Tribuna – Sente que há interesse por parte da sociedade em relação à AICA?


JL – Após a tomada de posse tenho recebido muitas felicitações. Para além disso, muitas pessoas têm-me contactado para conhecer os objectivos da associação e perguntar se se podem inscrever e dão ainda ideias que gostariam de concretizar. Estão a chegar novos sócios todos os dias.

Tribuna – É a prova que há uma lacuna na investigação na Região?


JL – A investigação científica ainda é uma lacuna na Madeira e não só. Dos contactos que tivemos com os membros das outras regiões verificamos que também têm esse problema e é maior que aqui. Ao nível da investigação científica, só as Canárias estão mais avançadas. Nos Açores, Madeira e Cabo Verde há quase tudo por fazer ao nível da investigação.

Tribuna – Parece que só agora é que o poder político despertou para a importância desta área?


JL – Os governantes começam a ter uma percepção diferente da investigação e percebem a sua importância no desenvolvimento: ao fazer investigação e estudos prévios poderíamos evitar erros e promover um desenvolvimento mais sustentado, sem pôr em causa os nossos recursos, por exemplo.
Portugal está na cauda europeia ao nível da investigação e da formação superior. Somos um país com poucos doutorados. Nesse sentido, queremos contribuir um pouco para que os madeirenses melhorem as suas qualificações.

Tribuna – O facto de sermos uma região ultraperiférica dificulta essa missão.


JL – Sim. Para aumentar os seus estudos os madeirenses têm de sair e isso é complicado. Eu próprio sofri na pele essas dificuldades. As entidades de ensino na Madeira estão a promover formação avançada e vamos ser mais um parceiro para ajudar a colmatar as lacunas ao nível da formação. Não queremos trabalhar sozinhos, estamos abertos e queremos trabalhar com todos.

| Registos selecionados |
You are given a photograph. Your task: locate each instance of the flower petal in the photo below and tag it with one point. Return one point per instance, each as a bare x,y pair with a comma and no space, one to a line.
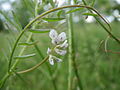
53,34
48,51
51,61
60,52
62,36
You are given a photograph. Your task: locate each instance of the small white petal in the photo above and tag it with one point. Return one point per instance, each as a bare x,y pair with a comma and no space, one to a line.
48,51
51,61
60,52
62,36
64,45
53,34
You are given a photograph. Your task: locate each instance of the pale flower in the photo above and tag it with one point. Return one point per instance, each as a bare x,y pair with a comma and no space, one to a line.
60,52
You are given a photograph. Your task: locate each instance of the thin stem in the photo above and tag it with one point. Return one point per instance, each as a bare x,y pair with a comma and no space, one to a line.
34,67
70,54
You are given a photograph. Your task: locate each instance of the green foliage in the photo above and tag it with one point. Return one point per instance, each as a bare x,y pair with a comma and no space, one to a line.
24,56
96,68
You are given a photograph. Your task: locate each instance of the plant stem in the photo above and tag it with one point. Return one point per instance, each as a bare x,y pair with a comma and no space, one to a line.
41,16
34,67
47,12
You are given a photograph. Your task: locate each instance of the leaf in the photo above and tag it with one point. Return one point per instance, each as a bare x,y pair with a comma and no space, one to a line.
19,26
93,2
39,30
59,13
74,10
25,56
27,43
53,19
90,14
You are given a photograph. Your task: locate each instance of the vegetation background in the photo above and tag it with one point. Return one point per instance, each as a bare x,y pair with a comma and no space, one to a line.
97,69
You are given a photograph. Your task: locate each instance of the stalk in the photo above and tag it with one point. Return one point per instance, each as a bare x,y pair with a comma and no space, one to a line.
41,16
70,49
71,59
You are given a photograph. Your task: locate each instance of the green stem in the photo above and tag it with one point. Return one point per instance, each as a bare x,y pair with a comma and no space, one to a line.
47,12
49,69
34,67
41,16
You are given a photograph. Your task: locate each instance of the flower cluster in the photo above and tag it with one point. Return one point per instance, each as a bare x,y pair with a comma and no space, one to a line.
60,44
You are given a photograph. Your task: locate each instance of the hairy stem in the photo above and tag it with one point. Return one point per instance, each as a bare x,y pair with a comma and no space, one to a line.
47,12
34,67
70,54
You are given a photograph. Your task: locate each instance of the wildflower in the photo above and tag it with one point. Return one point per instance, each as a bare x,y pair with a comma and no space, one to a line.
60,43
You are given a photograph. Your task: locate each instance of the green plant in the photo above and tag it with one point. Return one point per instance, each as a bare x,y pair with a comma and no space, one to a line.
31,26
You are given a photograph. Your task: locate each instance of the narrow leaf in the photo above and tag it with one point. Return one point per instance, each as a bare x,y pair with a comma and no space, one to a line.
74,10
52,3
90,14
25,56
53,19
27,43
39,30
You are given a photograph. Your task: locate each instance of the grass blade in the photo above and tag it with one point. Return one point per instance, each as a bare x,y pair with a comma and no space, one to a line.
25,56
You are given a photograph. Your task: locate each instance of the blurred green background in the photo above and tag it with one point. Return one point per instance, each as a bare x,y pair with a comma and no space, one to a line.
98,70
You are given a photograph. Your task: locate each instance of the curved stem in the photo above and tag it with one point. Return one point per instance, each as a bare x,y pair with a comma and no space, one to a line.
47,12
34,67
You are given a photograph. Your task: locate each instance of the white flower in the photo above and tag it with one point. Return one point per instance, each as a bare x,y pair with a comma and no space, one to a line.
48,51
60,52
57,59
56,39
62,36
64,45
51,61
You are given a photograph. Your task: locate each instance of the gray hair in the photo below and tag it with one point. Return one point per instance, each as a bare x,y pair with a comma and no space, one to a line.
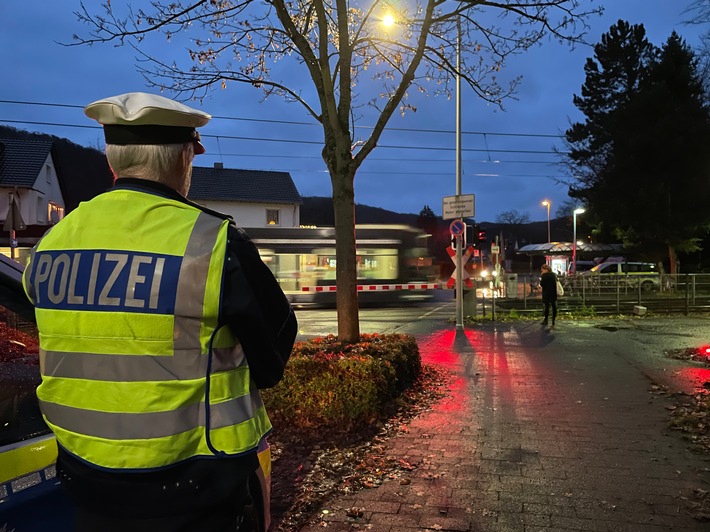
153,162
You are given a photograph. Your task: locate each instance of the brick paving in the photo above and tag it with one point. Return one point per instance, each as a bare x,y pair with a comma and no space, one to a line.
539,432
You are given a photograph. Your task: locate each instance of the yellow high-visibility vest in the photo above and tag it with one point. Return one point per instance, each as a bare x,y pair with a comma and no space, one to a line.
136,373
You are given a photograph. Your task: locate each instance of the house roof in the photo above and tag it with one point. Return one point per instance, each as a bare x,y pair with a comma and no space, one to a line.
21,161
251,186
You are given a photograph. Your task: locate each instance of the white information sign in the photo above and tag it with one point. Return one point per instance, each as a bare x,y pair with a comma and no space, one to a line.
462,206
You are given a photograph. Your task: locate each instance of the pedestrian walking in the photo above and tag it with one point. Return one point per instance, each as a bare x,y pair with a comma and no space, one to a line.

| Tarefa atribuída 1 |
Extraia da entrevista sobre a AICA o trecho de "Tribuna – Parece" a "dificulta essa missão.".
| Tarefa atribuída 2 |
Dê seguimento à entrevista sobre a AICA a partir do ponto em que termina.

| Resultado da tarefa 1 |
Tribuna – Parece que só agora é que o poder político despertou para a importância desta área?


JL – Os governantes começam a ter uma percepção diferente da investigação e percebem a sua importância no desenvolvimento: ao fazer investigação e estudos prévios poderíamos evitar erros e promover um desenvolvimento mais sustentado, sem pôr em causa os nossos recursos, por exemplo.
Portugal está na cauda europeia ao nível da investigação e da formação superior. Somos um país com poucos doutorados. Nesse sentido, queremos contribuir um pouco para que os madeirenses melhorem as suas qualificações.

Tribuna – O facto de sermos uma região ultraperiférica dificulta essa missão.

| Resultado da tarefa 2 |
Investigação, formação e prestação de serviços
Apresentada no passado mês de Janeiro, a Associação de Investigação Científica do Atlântico – tal como o nome indica – visa promover a investigação científica e tecnológica em várias áreas, englobando os arquipélagos da Macaronésia: Açores, Canárias, Cabo Verde e Madeira.
Além da direcção, a AICA é constituída pela Assembleia Geral e pelo Conselho Fiscal. Tem ainda um Conselho Científico formado por 17 professores doutores (8 da Madeira) e 15 mestres (todos da Madeira) e um Conselho Consultivo, com 14 entidades públicas e privadas da Madeira.
Do Conselho Científico fazem, parte pessoas de áreas como a Saúde, Matemática, Economia, Geociências, Biologia, Biologia Celular, Geografia, Gestão, História, Turismo, Sociologia, Português, Filosofia, Física, Economia, Educação Física, Informática, entre outras.
A AICA pretende realizar programas e projectos de investigação, colaborar com as universidades e outras instituições em programas de investigação e formação, fomentar o intercâmbio científico com outras estruturas regionais, nacionais e estrangeiras ligadas à investigação, nomeadamente a participação em redes e projectos de investigação nacionais e internacionais.
Outros objectivos passam pela difusão do conhecimento através da publicação de monografias, revistas científicas, projectos, relatórios e publicações de interesse técnico-científico. Serão prestados ainda serviços a empresas e instituições, resolvendo problemas através da investigação.
Para o quadriénio 2008/2012, as actividades previstas são a investigação no ambiente, saúde, gestão do território e património natural e construído, além de projectos que diminuam problemas estruturais e socio-económicos das regiões. Serão promovidos ainda estudos em áreas como ambiente, turismo, planeamento e ordenamento do território, saúde e educação.
A AICA deverá realizar também conferências nas escolas ou noutras instituições regionais e promover um programa de bolsas de formação em investigação científica, em colaboração com outras entidades públicas ou privadas, ao nível de pós-graduações, de mestrados e de doutoramentos.